Problem: The response should consist of the data below, copied exactly, with no pictures in it.

───── Information ─────

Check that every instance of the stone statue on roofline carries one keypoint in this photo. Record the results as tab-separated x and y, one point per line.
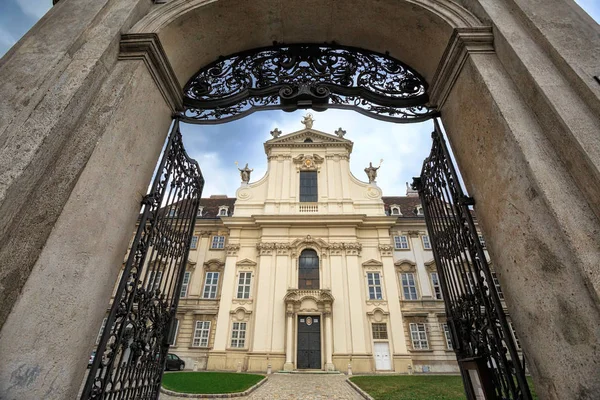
371	171
245	173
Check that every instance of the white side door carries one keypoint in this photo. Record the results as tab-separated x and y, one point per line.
382	356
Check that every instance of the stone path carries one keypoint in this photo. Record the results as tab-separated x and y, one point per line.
300	387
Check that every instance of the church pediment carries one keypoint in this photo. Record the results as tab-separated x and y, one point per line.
309	138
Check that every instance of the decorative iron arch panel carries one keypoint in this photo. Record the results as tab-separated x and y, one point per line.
317	76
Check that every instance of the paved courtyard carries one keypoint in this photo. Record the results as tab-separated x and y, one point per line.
302	387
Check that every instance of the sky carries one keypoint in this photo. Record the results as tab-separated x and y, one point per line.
403	147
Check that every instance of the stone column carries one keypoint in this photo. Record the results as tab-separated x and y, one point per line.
328	340
289	344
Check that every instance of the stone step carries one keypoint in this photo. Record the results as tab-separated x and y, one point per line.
309	371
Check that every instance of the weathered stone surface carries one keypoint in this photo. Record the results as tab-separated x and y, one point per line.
523	122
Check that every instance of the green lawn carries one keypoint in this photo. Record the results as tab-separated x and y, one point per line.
209	382
415	387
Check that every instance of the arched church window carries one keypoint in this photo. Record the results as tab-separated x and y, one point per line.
308	270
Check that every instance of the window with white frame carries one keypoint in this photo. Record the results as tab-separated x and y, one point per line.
409	287
418	336
481	240
201	334
435	283
211	283
244	280
101	331
401	242
512	329
379	331
173	338
426	242
185	284
154	279
223	211
497	285
218	242
238	334
447	336
374	284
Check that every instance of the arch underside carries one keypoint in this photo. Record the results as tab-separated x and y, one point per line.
300	76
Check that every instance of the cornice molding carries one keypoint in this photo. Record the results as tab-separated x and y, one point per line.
462	43
147	47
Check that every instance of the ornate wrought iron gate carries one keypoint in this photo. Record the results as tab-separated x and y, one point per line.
484	345
132	350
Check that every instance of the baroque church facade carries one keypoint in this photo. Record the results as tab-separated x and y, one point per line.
310	267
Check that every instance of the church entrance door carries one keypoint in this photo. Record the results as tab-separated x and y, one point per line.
309	342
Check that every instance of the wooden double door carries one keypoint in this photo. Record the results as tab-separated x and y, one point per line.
309	342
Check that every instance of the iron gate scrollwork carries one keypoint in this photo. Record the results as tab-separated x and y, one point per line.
132	350
317	76
480	333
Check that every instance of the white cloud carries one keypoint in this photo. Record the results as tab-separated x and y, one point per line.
7	40
35	8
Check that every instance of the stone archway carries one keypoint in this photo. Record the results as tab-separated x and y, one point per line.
517	99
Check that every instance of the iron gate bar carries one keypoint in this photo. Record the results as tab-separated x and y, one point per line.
479	330
138	327
296	76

─────

Output for this task:
Check that every instance of the stone statue on roofline carries one keypoint in this photo. Record the results as tab-separated x and y, one point per line.
371	171
245	173
Check that every instance of the white side door carries one keypoint in this photo. Record the results as tab-separated x and y, one point per line.
382	356
Check that every instance of the stone path carries one keypoint in this photo. Record the results as tab-separated x and y, one point per line.
300	387
Check that every instance of the church pediment carries one keypoint in this photo. Record the results as tab-separated x and y, one point per line.
309	138
Check that every instance of the decorative iron arch panel carries one keypoint in this photo. Record the results as tab-separated x and y, one point per line.
317	76
Check that every instance of the paved courtyard carries one keypoint in this photo. Record the results as tab-separated x and y, one point per line.
302	387
Check that every instance of the sky carries one keypoint in this photo. Record the results as tab-separated x and y, one point per line.
403	147
Check that every instance of the stone column carries one keypoint in this photo. Record the results as tab-separated x and y, one point per line.
328	340
289	344
Check that every instance of the stone step carries one keypoint in this photo. Record the results as tab-separated x and y, one point per line.
309	371
Check that every instance of the weathered stone surface carries one keypoint in this photo. Record the results as tab-separated x and y, one point per line.
523	122
Check that every instance of the green lawn carries one keypoint in this photo. Record the results as tab-separated x and y, one point per line.
209	382
415	387
Check that every instance of the arched church window carries one keypoint in this photo. Record the results as tab-separated x and y, one point per line.
308	270
Check that every instance of the window with white frame carries one keypoint in this photo. Record the results as tab-separated x and y, one point per line.
409	287
418	336
481	240
201	334
435	283
211	283
244	280
101	331
401	242
512	329
379	331
173	338
426	242
185	284
154	279
223	211
497	285
218	242
238	334
447	336
374	284
Check that every instance of the arch underside carries one keypoint in this photo. Record the results as tab-separated x and y, one point per line.
300	76
Check that every instance of the cornice molding carries one keypoint in this photo. Record the results as tab-separated x and y, one point per line.
462	43
147	47
Check that every instance of the ornate wrought iron gate carries one keypoint in this photo. Record the results as tab-separated x and y, one point per line.
484	345
132	350
Check that every instance of the baroque church facade carries one keypoint in this photo. Record the results as tab-separated x and y, one point per line.
310	267
Check that every instance of the church entrance door carries one keypoint in this photo. Record the results as tab-separated x and y, one point per line.
309	342
Check that every instance of the wooden double door carries one keypoint in this photo. Record the results as tab-separated x and y, one point per line.
309	342
Check that every instance of the iron gate scrollwork carries one keypoint in this photo. Record the results as tab-separated x and y, one point per line.
132	350
317	76
480	333
Check that every instance of the white cloud carries one keypoint in this photo. Record the results as tab-separated x and y, one point per line.
7	40
35	8
Check that every instance of the stone archway carries one keypoint in this photo. Record the results as tab-separated x and y, one point per line.
517	99
Check that every instance of the iron gate bar carries one keypoint in this photo. Record the results as tab-separated x and y, one point per line.
479	330
138	327
296	76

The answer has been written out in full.